SOURCE RECORDS -
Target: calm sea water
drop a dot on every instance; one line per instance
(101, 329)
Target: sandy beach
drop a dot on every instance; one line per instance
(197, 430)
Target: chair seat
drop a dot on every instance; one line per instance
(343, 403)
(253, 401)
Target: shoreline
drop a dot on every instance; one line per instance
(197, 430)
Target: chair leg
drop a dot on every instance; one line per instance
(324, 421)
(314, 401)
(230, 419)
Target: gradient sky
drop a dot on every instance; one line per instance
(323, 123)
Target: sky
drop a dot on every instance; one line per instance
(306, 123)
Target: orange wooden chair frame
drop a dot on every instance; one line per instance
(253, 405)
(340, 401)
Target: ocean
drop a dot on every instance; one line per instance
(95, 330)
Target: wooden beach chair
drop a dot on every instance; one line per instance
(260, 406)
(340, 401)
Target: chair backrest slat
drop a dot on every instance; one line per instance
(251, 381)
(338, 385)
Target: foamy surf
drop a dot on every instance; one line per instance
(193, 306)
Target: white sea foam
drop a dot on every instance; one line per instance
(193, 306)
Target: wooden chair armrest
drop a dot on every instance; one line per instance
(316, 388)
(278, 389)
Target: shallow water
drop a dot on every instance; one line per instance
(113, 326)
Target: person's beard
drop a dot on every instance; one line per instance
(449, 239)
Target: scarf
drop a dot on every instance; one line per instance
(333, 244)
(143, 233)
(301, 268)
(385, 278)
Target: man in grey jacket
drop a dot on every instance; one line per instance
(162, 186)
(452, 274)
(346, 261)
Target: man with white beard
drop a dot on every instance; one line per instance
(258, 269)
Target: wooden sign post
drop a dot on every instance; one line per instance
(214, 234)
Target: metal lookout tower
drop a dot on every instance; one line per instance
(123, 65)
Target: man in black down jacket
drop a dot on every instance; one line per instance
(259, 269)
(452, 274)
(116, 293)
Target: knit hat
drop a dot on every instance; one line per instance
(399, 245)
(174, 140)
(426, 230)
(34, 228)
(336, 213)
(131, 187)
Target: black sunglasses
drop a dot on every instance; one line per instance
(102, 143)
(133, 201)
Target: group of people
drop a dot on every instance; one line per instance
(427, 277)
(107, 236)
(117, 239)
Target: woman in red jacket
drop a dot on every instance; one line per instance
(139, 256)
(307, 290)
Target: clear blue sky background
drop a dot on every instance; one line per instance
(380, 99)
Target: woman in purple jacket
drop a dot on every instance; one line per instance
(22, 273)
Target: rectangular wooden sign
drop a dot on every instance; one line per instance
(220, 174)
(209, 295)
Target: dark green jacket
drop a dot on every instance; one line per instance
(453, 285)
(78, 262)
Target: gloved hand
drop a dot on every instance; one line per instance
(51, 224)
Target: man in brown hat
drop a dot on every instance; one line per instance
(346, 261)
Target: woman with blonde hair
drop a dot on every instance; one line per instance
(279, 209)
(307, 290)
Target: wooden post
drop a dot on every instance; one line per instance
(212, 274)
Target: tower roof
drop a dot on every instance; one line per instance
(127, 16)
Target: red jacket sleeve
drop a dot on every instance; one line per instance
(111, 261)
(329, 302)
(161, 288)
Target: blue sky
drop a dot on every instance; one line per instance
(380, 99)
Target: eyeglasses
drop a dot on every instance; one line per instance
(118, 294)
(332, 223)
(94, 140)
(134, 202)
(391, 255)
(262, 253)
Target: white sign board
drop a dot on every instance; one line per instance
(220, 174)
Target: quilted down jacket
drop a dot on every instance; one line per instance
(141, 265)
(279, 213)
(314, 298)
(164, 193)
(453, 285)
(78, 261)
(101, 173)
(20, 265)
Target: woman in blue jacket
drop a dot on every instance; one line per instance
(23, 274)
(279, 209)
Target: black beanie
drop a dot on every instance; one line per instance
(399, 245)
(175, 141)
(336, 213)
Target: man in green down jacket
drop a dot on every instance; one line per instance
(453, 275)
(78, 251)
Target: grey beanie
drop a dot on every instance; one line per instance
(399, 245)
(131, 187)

REQUIRED WORK -
Make an exact copy of the data above.

RESULT OF THIS EXERCISE -
Target: calm sea water
drop a dot on every instance; one line per instance
(101, 329)
Target: sandy beach
drop a dot on every instance; one line per instance
(197, 430)
Target: chair seat
drop a dot on every instance; one line per instance
(343, 403)
(253, 401)
Target: shoreline
drop a dot on every instance; one line per instance
(197, 430)
Target: chair leg
drop a dot on every instance; one line per instance
(324, 421)
(314, 401)
(230, 419)
Target: gradient sky
drop a dot on every instance; one line per instance
(323, 123)
Target: sky
drop a dot on every instance; one line per instance
(306, 123)
Target: orange wooden chair frame
drop a dot on every instance; one line per instance
(253, 405)
(340, 401)
Target: ocean
drop a dot on every instance; one line per instance
(95, 330)
Target: wooden beach chair
drop a dot on every instance; one line per instance
(260, 406)
(340, 401)
Target: chair backrest slat
drop a dot on every instance; one line per instance
(251, 381)
(338, 385)
Target: foamy surf
drop a dot on every instance; one line per instance
(193, 306)
Target: white sea foam
drop a dot on every instance; one line per instance
(193, 306)
Target: wooden chair armrest
drop a dot on every instance; one line per instance
(316, 388)
(278, 389)
Target: shallow water
drop a dot on every instance; one line per instance
(113, 326)
Target: person's beard
drop a dot on every instance; one line per instance
(449, 239)
Target: scarf
drop a dot on every instance; one line per instance
(333, 244)
(143, 233)
(301, 268)
(385, 278)
Target: man in grey jacket
drop a dot on every instance; one line per instance
(162, 186)
(452, 274)
(346, 261)
Target: man with white beard
drop a dot on every instance; one line per instance
(258, 269)
Target: wooden sign post
drop a dot on every instance; one line per instance
(214, 234)
Target: metal lookout tower
drop a dot on every instance; one line per instance
(123, 65)
Target: man in black down jacket
drop a dot on every instance; one line per instance
(259, 269)
(452, 274)
(116, 293)
Target: knit hat
drop a dot on every instance; one line per instance
(399, 245)
(174, 140)
(426, 230)
(34, 228)
(336, 213)
(131, 187)
Target: black sunglasses
drop a dot on every instance; one line per instance
(102, 143)
(133, 201)
Target: group of people
drop a dot on every instance; one line per instance
(427, 277)
(107, 236)
(117, 239)
Target: woman in red jacket
drop a dot on every instance; one line per instance
(139, 256)
(307, 290)
Target: clear blue sky background
drop a dot on every instance; one line per instance
(380, 99)
Target: woman in purple jacket
drop a dot on every instance; one line per instance
(22, 273)
Target: rectangular wooden sign
drop a dot on every instance; one line per instance
(220, 174)
(209, 295)
Target: dark green jacket
drop a dot on every instance; one line per instance
(453, 285)
(78, 262)
Target: gloved hand
drop a dot on every instance; one line per instance
(51, 224)
Target: man in brown hat
drop a dot on every instance; one line per instance
(346, 261)
Target: woman with blonde hair
drop a dot on every instance; one line per instance
(279, 209)
(307, 290)
Target: wooden post
drop a dot on every instance; one line per instance
(212, 274)
Target: tower roof
drop a dot on every instance; one line per instance
(127, 16)
Target: red jacket sleeve
drop a dot on every instance; one line per instance
(111, 261)
(329, 302)
(161, 288)
Target: blue sky
drop a dot on every instance; one line per instance
(380, 99)
Target: eyeglasses
drop a dot on every instance; one line per instance
(118, 294)
(332, 223)
(94, 140)
(134, 202)
(391, 255)
(262, 253)
Target: white sign board
drop a dot on every instance; one line per instance
(220, 174)
Target: quilted down jacket
drop a dot on every instance; one line per instance
(141, 265)
(279, 213)
(314, 298)
(164, 193)
(453, 285)
(78, 261)
(101, 173)
(20, 265)
Target: woman in blue jacket
drop a dot on every instance; one line per instance
(23, 274)
(279, 209)
Target: black beanie
drop a dot on every instance; one line per instance
(399, 245)
(175, 141)
(336, 213)
Target: man in green down jacket
drop a dot on every instance; one line per instance
(453, 275)
(78, 251)
Target: grey beanie
drop a dot on every instance; one line per instance
(399, 245)
(131, 187)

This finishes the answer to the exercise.